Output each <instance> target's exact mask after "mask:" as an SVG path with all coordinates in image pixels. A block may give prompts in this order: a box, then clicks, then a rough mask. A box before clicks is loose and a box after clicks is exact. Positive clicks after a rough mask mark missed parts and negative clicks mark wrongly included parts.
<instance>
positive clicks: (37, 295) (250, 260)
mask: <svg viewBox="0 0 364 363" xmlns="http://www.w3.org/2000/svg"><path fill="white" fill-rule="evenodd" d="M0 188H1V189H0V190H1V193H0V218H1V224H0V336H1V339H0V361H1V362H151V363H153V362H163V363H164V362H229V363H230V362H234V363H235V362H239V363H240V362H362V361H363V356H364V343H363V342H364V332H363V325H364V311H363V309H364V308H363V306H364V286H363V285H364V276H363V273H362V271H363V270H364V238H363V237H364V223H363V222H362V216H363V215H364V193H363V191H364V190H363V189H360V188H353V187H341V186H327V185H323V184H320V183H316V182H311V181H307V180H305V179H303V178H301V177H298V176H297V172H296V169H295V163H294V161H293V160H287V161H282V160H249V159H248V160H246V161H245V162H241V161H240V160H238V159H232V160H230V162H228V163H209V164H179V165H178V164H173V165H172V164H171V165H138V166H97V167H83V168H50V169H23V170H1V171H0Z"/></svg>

--

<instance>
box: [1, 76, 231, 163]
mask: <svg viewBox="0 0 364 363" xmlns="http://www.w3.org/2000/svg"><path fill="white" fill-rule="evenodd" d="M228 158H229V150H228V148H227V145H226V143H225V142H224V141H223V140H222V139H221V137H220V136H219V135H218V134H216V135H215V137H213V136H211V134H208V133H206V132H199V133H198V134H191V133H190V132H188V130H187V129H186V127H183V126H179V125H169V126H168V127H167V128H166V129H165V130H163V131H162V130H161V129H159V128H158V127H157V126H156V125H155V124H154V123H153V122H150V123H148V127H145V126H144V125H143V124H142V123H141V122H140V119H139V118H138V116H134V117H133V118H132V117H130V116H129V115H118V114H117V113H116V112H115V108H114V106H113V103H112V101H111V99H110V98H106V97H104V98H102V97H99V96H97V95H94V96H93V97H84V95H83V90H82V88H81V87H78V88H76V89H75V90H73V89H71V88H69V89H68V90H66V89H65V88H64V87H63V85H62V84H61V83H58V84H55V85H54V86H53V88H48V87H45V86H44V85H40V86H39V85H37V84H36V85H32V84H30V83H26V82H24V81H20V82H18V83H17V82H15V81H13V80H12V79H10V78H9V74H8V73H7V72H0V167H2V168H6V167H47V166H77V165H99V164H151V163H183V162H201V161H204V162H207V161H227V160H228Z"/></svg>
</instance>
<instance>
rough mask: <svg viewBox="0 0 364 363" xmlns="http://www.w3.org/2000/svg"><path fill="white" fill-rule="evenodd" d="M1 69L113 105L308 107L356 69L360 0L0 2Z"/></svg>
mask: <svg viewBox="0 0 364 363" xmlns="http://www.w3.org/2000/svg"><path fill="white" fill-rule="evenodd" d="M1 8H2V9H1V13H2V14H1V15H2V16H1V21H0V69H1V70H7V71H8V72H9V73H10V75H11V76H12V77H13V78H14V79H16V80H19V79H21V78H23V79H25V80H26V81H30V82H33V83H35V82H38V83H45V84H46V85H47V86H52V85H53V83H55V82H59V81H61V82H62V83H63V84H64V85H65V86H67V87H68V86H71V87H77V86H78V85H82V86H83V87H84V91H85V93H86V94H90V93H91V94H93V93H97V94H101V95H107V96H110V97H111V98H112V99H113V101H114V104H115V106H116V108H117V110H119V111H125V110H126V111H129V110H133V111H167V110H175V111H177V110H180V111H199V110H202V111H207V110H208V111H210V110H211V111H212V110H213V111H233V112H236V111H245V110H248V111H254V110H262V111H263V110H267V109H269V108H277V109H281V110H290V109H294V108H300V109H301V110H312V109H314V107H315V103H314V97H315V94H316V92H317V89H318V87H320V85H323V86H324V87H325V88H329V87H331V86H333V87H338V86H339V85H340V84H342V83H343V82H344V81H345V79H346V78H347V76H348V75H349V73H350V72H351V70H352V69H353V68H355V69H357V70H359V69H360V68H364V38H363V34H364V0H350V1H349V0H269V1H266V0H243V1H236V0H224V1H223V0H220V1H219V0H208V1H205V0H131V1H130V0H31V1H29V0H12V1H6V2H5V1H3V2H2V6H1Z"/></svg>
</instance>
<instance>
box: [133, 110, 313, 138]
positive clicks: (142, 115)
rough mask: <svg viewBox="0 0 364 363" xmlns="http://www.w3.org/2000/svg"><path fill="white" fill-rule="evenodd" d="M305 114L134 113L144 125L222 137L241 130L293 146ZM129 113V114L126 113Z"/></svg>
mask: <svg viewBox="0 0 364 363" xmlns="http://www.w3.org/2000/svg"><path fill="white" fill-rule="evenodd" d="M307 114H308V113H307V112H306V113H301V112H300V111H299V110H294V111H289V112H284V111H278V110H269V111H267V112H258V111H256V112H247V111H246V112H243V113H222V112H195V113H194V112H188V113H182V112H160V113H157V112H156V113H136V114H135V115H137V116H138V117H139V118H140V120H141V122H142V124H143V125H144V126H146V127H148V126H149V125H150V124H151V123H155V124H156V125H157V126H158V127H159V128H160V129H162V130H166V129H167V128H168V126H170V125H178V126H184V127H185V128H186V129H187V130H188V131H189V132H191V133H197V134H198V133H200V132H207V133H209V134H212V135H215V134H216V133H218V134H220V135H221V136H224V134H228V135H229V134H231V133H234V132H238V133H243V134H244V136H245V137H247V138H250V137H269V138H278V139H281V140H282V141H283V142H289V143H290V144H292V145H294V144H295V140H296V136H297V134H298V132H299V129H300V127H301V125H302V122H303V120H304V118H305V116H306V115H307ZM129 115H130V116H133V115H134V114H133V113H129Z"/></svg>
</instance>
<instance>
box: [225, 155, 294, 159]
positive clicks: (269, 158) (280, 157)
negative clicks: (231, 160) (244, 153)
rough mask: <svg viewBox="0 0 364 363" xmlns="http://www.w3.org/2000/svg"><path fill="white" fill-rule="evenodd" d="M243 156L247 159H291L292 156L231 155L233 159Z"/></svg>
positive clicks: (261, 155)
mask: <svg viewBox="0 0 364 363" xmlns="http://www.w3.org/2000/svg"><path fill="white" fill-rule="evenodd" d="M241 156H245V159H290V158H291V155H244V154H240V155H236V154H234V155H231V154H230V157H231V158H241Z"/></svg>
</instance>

**Task objective:** Show the lines of the listing above with "negative".

**Response below:**
Output each <instance> target's exact mask after "mask:" as an SVG path with all coordinates in image pixels. A block may give prompts in this order: a box, then clicks, then a rough mask. A box before clicks is loose and a box after clicks is exact. Positive clicks after a rough mask mark missed parts and negative clicks mark wrongly included parts.
negative clicks: (231, 160) (244, 153)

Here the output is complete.